§ CONSIGNE
Recopiez mot pour mot le passage de l'extrait sur la dimension territoriale de l'Europe qui commence par « On peut s’interroger » et se poursuit jusqu'à « des outils statistiques. ».

------ EXTRAIT DE PAGE

1 – Une meilleure prise en compte de la dimension territoriale de l’Europe

Les institutions communautaires donnent depuis longtemps l’exemple de l’analyse spatiale et de la prospective territoriale. Cette tradition est illustrée par certains aspects des textes fondateurs : le préambule du Traité de Rome, les articles 158 et suivants du Traité sur l’Union relatifs à la politique régionale communautaire, le concept de subsidiarité (article 3B), l’objectif de « cohésion économique et sociale » (article 130), la réalisation périodique d’un diagnostic sur la situation socio-économique des régions, la nomenclature des unités territoriales statistiques (NUTS), etc. Les prolongements les plus récents sont l’approbation en mai 1999 par le Conseil informel des ministres responsables de l’aménagement du territoire d’un Schéma de Développement de l’Espace Communautaire (SDEC), la parution début 2001 du second rapport sur la cohésion économique et sociale et l’engagement d’un livre blanc sur la gouvernance. Ces derniers exercices montrent que l’enjeu n’est pas seulement la recherche d’une plus grande transparence des objectifs européens et un approfondissement de la démocratie mais aussi la recherche de nouveaux principes d’action et la redéfinition des principales politiques européennes (PAC, politique régionale, environnement, recherche, etc.).

De façon analogue les politiques nationales de développement et d’aménagement sont aujourd’hui riches de réflexions et d’orientations nouvelles intégrant la dimension territoriale. On peut citer en France, la tendance à la territorialisation des politiques publiques qui vient compléter les thèmes toujours actuels de la poursuite de la déconcentration et de la décentralisation. Toutes sortes de textes législatifs et de rapports récents montrent la tendance de l’Etat à favoriser une approche plus territoriale de l’intervention publique : la loi SRU (solidarité et renouvellement urbain), la réforme de l’intercommunalité, le dernier rapport du Conseil d’Analyse Économique sur l’aménagement du territoire, les rapports Mauroy sur la décentralisation et du Commissariat Général du Plan sur les perspectives de la France, l’exercice de prospective mené par la DATAR : « aménager la France de 2020 », etc ...

On peut s’interroger sur les raisons d’une meilleure prise en compte de la dimension spatiale de la construction européenne. Nous percevons au moins trois explications : la mondialisation de l’économie, la poursuite du processus d’intégration européenne et les perspectives d’élargissement, les avancées de la réflexion théorique et des outils statistiques.

------------
------ EXTRAIT DE DONNÉES

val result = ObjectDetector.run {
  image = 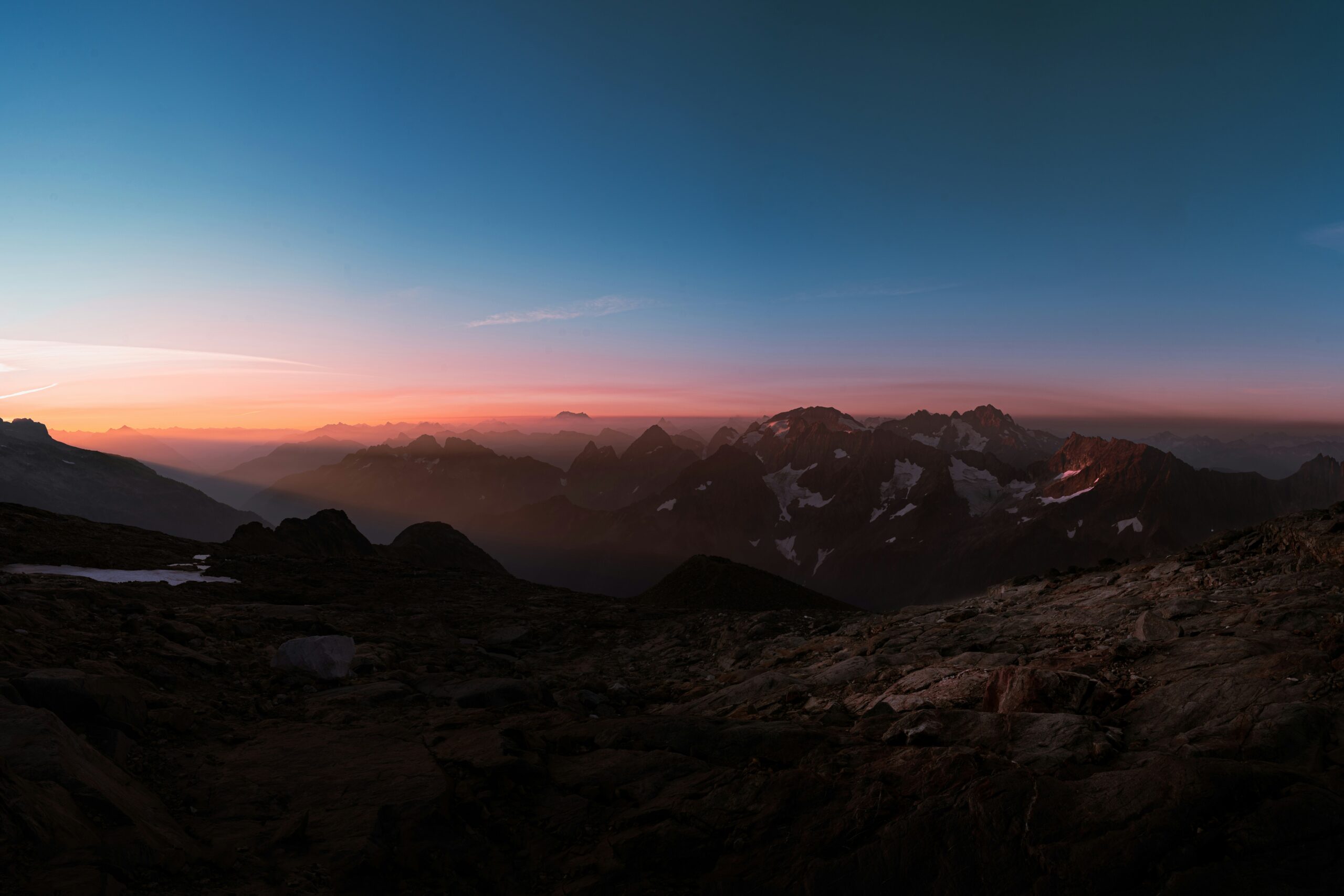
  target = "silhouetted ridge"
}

------------
------ EXTRAIT DE DONNÉES

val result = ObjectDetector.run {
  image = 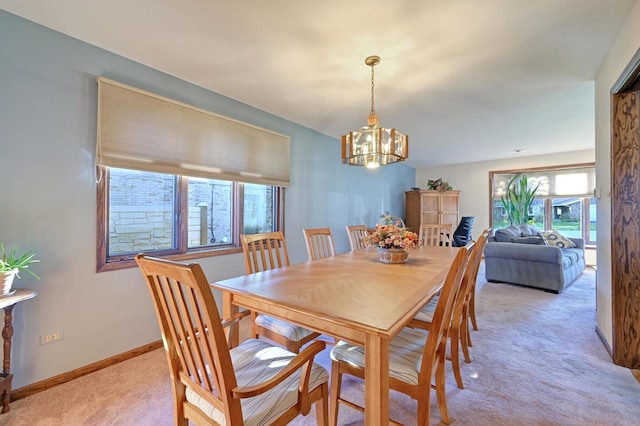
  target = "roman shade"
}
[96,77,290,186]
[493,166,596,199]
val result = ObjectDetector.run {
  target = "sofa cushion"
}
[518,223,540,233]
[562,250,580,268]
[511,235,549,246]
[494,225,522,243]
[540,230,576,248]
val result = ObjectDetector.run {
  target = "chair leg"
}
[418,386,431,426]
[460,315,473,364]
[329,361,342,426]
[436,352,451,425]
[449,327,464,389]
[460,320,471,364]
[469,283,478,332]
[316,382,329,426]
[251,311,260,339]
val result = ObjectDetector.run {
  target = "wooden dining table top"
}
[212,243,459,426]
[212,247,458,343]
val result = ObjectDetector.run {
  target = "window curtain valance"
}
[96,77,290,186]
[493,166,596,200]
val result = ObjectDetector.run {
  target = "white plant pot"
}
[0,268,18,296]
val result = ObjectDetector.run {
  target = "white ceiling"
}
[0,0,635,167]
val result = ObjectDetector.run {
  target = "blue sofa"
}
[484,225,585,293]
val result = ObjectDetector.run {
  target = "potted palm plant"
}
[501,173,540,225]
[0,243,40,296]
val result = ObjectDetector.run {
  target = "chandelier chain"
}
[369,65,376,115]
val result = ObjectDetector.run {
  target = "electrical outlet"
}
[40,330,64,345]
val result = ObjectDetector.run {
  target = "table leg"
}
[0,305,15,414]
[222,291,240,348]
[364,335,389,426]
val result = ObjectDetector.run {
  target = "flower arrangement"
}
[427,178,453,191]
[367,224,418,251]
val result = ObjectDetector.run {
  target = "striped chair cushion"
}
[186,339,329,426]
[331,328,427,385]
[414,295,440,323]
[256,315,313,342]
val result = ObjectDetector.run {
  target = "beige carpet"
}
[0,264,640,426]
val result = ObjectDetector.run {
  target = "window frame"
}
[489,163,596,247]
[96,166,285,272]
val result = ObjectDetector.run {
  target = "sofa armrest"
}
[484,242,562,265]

------------
------ EXTRAIT DE DONNÉES

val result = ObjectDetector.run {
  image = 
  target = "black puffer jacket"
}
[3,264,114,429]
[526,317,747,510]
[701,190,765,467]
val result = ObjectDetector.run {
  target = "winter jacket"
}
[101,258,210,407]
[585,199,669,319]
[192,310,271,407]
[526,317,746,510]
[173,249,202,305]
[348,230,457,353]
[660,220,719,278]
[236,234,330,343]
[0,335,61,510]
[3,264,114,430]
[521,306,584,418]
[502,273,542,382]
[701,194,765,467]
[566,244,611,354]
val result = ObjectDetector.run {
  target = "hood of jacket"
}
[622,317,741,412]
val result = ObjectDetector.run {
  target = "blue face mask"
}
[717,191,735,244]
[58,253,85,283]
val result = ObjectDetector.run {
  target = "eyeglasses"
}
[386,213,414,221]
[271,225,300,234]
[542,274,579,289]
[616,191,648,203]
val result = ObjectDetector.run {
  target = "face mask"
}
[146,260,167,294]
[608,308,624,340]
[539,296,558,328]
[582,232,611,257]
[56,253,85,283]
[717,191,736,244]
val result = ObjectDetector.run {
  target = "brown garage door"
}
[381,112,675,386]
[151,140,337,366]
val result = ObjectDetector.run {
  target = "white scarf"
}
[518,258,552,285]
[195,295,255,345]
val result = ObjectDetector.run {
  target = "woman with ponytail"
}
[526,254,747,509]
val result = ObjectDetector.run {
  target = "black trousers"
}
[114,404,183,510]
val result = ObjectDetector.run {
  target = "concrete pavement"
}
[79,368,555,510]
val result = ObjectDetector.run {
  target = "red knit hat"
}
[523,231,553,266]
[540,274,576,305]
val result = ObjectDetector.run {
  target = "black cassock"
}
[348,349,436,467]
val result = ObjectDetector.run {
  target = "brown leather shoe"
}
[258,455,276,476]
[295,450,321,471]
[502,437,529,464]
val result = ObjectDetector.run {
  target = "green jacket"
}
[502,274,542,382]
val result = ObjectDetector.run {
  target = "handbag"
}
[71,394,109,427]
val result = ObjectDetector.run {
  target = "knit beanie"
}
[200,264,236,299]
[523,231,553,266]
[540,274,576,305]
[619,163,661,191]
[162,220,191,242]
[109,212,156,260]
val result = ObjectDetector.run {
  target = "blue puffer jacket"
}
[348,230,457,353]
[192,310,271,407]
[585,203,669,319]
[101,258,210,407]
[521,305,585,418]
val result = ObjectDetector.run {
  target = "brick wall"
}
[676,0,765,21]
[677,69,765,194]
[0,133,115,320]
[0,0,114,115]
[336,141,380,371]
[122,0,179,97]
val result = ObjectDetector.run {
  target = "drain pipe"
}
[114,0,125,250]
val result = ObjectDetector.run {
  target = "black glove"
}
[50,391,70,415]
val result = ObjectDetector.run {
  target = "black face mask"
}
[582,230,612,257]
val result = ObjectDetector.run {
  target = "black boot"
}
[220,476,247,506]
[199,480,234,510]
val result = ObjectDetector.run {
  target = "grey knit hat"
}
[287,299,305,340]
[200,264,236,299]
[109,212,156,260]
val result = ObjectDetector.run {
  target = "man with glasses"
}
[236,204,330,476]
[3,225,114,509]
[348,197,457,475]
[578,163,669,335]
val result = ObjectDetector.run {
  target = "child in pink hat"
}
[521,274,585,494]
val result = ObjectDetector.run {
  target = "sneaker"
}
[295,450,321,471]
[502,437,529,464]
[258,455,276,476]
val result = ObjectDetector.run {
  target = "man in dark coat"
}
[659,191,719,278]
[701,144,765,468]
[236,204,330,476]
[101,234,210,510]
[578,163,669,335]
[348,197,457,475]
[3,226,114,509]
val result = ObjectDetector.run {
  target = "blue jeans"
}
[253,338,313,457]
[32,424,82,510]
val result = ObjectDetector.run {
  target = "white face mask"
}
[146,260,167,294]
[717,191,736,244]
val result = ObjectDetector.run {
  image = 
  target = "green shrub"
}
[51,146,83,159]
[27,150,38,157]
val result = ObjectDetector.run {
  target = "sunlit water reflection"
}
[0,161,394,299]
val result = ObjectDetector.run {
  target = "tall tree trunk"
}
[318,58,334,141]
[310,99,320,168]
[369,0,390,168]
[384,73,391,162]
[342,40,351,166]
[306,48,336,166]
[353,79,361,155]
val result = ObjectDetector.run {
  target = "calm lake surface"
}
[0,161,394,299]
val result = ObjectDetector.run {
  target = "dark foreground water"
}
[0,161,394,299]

------------

§ CORRIGÉ
On peut s’interroger sur les raisons d’une meilleure prise en compte de la dimension spatiale de la construction européenne. Nous percevons au moins trois explications : la mondialisation de l’économie, la poursuite du processus d’intégration européenne et les perspectives d’élargissement, les avancées de la réflexion théorique et des outils statistiques.